Gather each line below that contains the string "opening" and copy it out in full. Case counts.
══ Data shown
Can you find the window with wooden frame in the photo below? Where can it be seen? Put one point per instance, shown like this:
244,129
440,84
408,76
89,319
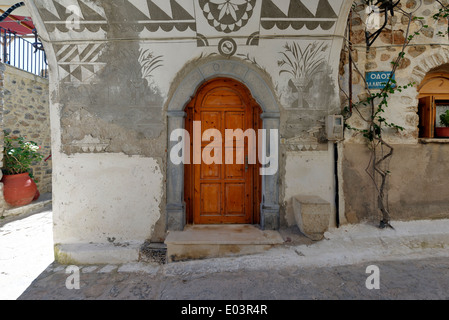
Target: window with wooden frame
433,101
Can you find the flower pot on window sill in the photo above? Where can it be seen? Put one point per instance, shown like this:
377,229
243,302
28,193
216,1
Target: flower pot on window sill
442,132
19,189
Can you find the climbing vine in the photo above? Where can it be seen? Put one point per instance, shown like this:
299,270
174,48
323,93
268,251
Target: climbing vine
376,123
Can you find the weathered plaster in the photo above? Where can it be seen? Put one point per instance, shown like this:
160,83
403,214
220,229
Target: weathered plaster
118,79
109,198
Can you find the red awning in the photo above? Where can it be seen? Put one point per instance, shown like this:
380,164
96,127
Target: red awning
19,24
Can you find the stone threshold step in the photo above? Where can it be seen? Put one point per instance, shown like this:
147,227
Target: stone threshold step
212,241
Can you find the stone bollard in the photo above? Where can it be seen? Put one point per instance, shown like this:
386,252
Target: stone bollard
312,216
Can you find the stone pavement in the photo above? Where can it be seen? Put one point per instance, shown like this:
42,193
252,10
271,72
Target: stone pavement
412,260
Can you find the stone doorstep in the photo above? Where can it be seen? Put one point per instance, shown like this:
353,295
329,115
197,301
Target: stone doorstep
43,200
96,253
212,241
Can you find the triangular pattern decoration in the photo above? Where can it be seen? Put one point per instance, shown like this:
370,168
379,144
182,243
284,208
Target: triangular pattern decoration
300,13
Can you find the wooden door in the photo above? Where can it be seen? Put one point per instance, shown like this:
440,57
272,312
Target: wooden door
222,193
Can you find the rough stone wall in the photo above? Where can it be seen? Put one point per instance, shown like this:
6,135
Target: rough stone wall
427,51
26,113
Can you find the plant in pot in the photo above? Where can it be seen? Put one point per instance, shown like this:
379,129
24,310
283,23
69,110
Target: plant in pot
443,132
19,155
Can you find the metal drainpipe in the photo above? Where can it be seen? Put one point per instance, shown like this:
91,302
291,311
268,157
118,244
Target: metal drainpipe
350,61
337,193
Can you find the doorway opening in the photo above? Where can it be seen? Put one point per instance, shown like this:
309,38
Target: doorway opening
223,192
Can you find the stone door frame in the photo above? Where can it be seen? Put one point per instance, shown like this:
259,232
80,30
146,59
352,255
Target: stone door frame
263,94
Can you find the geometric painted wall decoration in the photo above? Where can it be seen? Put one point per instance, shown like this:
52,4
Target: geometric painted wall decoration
236,22
79,63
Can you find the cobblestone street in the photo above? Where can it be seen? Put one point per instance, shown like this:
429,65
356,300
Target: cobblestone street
407,279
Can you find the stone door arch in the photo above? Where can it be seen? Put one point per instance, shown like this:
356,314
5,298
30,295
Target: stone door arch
262,93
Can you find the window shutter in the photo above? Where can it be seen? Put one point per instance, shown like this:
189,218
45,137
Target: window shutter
427,113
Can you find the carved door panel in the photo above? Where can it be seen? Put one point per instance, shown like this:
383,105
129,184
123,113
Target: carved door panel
225,192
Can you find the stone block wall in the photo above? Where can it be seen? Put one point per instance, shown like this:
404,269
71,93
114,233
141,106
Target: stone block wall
26,113
416,168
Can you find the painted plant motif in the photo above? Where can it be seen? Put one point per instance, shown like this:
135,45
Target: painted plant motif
149,63
303,65
227,15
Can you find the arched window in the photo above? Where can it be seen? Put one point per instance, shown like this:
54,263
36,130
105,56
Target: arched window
433,101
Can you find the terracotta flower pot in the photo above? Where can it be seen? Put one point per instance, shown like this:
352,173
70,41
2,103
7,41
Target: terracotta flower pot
442,132
19,189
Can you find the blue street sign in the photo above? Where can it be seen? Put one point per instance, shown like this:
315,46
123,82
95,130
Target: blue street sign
378,79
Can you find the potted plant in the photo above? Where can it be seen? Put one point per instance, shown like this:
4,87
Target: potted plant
19,155
443,132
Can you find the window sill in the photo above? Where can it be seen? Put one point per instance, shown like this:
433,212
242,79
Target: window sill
434,140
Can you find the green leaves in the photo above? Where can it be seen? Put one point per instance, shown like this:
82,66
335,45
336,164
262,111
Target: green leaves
19,155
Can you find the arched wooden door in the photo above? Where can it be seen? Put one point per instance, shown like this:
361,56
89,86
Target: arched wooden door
222,193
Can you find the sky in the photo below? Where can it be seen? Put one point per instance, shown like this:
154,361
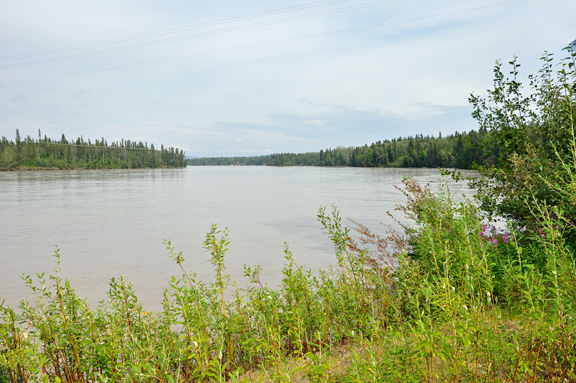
════
__Task answer__:
Can you find the doorway opening in the photo above? Where can it be seen? Put one point per instance, shown like this:
Target: doorway opening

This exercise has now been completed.